Revise the passage of the SPSS instructions below that opens with the words "1. If desired, change" and closes with "the Viewer Window).", giving it again with "scientific notation" replaced by "exponential notation".

(Text excerpt):
————————

SPSS instructions

These instructions accompany Applied Regression Modeling by Iain Pardoe, 2nd edition published by Wiley in 2012. The numbered items cross-reference with the "computer help" references in the book. These instructions are based on SPSS 20 for Windows, but they (or something similar) should also work for other versions. Find instructions for other statistical software packages here.

Getting started and summarizing univariate data

  1. If desired, change SPSS's default options by selecting Edit > Options. For example, to display variable names (in alphabetical order) rather than labels in dialog boxes, click the General tab; in the Variable Lists group select Display names and select Alphabetical. To show variable names rather than labels in output tables, click the Output Labels tab; under Pivot Table Labeling change Variables in labels shown as to Names. To display small numbers in tables without using scientific notation (which can make reading the numbers more difficult), click the General tab; under Output check No scientific notation for small numbers in tables.
  2. To open a SPSS data file, select File > Open > Data.
  3. To recall a previously used dialog box, click the Dialog Recall tool (fourth button from the left in the Data Editor Window, sixth button from the left in the Viewer Window).
  4. Output can be edited in the Viewer Window. Individual pieces of output (including tables and graphs) can be selected, edited, moved, deleted, and so on using both the Outline Pane (on the left) and the Display Pane (on the right). Text and headings can be entered using the Insert menu. Alternatively, copy and paste pieces of output from SPSS to a word processor like OpenOffice Writer or Microsoft Word.
  5. You can access help by selecting Help > Topics. For example, to find out about "boxplots" click the Index tab, type boxplots in the first box, and select the index entry you want in the second box.
  6. To transform data or compute a new variable, select Transform > Compute Variable. Type a name (with no spaces) for the new variable in the Target Variable box, and type a mathematical expression for the variable in the Numeric Expression box. Current variables in the dataset can be moved into the Numeric Expression box, while the keypad and list of functions can be used to create the expression. Examples are LN(X) for the natural logarithm of X and X**2 for X2. Click OK to create the new variable, which will be added to the dataset (check it looks correct in the Data Editor Window); it can now be used just like any other variable. If you get the error message "expression ends unexpectedly," this means there is a syntax error in your Numeric Expression—a common mistake is to forget the multiplication symbol (*) between a number and a variable (e.g., 2*X represents 2X).

————————

(Dataset excerpt):
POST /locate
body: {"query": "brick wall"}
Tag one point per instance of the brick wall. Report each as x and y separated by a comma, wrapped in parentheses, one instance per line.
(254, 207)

————————

(Final result):
1. If desired, change SPSS's default options by selecting Edit > Options. For example, to display variable names (in alphabetical order) rather than labels in dialog boxes, click the General tab; in the Variable Lists group select Display names and select Alphabetical. To show variable names rather than labels in output tables, click the Output Labels tab; under Pivot Table Labeling change Variables in labels shown as to Names. To display small numbers in tables without using exponential notation (which can make reading the numbers more difficult), click the General tab; under Output check No exponential notation for small numbers in tables.
  2. To open a SPSS data file, select File > Open > Data.
  3. To recall a previously used dialog box, click the Dialog Recall tool (fourth button from the left in the Data Editor Window, sixth button from the left in the Viewer Window).